▶ **Exercise**: Could you write out the lines from the line containing "task: outline the <item>water" to the line containing "Provide the mask of every instance of the <item>water", replacing "water reflection" with "lake surface" and leaving everything else unchanged?

▶ **Material**:
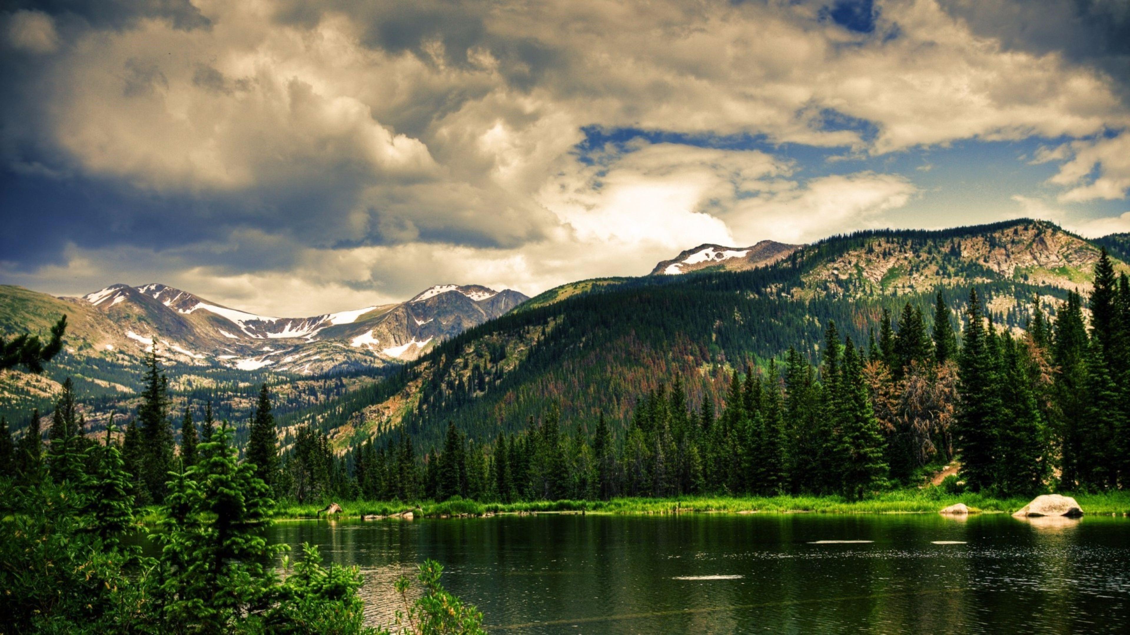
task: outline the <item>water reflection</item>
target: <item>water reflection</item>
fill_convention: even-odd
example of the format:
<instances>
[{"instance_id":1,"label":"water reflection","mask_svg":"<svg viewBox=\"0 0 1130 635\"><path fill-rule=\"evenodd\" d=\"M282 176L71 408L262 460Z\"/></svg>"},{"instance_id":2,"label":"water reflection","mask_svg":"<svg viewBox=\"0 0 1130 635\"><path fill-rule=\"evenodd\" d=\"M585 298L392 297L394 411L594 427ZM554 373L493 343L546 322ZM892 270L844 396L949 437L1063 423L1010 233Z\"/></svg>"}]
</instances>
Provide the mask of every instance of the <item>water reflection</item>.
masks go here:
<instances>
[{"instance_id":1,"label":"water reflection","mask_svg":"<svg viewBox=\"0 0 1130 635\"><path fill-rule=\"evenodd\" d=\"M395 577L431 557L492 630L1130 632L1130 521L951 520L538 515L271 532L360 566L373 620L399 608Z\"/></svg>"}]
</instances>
---
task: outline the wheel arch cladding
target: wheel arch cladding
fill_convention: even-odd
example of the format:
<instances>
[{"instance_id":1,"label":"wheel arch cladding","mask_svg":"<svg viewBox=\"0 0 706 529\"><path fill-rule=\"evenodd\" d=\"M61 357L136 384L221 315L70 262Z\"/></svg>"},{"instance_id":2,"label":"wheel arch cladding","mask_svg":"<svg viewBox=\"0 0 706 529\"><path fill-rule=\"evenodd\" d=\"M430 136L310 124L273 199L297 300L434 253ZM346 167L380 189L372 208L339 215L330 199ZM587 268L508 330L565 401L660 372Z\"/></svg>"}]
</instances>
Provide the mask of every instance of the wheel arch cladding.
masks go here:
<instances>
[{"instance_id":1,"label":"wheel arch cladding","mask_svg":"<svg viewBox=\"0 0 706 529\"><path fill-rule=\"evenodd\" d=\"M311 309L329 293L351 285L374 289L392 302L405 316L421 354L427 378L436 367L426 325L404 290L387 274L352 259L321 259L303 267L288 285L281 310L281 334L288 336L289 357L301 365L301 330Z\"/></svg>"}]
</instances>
==
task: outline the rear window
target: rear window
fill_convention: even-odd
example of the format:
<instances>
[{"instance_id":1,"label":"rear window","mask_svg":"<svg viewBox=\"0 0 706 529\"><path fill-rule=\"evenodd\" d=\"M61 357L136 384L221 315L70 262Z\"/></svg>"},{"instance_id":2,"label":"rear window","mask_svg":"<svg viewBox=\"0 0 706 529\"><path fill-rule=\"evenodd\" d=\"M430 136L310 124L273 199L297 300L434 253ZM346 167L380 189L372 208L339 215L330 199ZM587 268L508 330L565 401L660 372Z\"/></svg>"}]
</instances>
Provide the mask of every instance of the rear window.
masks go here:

▶ **Exercise output**:
task: outline the <item>lake surface</item>
target: <item>lake surface</item>
fill_convention: even-odd
example of the format:
<instances>
[{"instance_id":1,"label":"lake surface","mask_svg":"<svg viewBox=\"0 0 1130 635\"><path fill-rule=\"evenodd\" d=\"M282 176L71 408L262 460Z\"/></svg>"},{"instance_id":2,"label":"lake surface","mask_svg":"<svg viewBox=\"0 0 1130 635\"><path fill-rule=\"evenodd\" d=\"M585 298L392 297L394 411L594 427ZM554 373L493 343L546 322ZM892 270L844 396L949 437L1063 423L1010 233Z\"/></svg>"}]
</instances>
Provide the mask of every instance of the <item>lake surface</item>.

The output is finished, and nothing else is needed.